Reproduce every line below, requests included, and shift each bounding box coordinate in the answers by -84 while keeping the numbers in the requests' sample replies unchanged. Leave the pictures out.

═══ TASK INPUT ═══

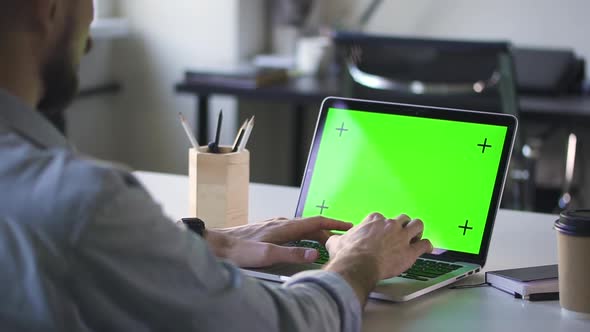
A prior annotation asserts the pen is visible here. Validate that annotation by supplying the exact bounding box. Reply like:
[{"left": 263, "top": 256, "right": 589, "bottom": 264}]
[
  {"left": 209, "top": 110, "right": 223, "bottom": 153},
  {"left": 178, "top": 112, "right": 199, "bottom": 149},
  {"left": 231, "top": 119, "right": 248, "bottom": 152},
  {"left": 527, "top": 292, "right": 559, "bottom": 302},
  {"left": 238, "top": 116, "right": 255, "bottom": 151}
]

═══

• EXERCISE RESPONSE
A prior annotation asserts the pen is visible here. Validate that annotation by supplying the exact bounding box. Reply like:
[{"left": 263, "top": 256, "right": 589, "bottom": 264}]
[
  {"left": 125, "top": 26, "right": 139, "bottom": 69},
  {"left": 94, "top": 28, "right": 115, "bottom": 65},
  {"left": 147, "top": 35, "right": 164, "bottom": 68},
  {"left": 443, "top": 208, "right": 475, "bottom": 218},
  {"left": 154, "top": 32, "right": 171, "bottom": 67}
]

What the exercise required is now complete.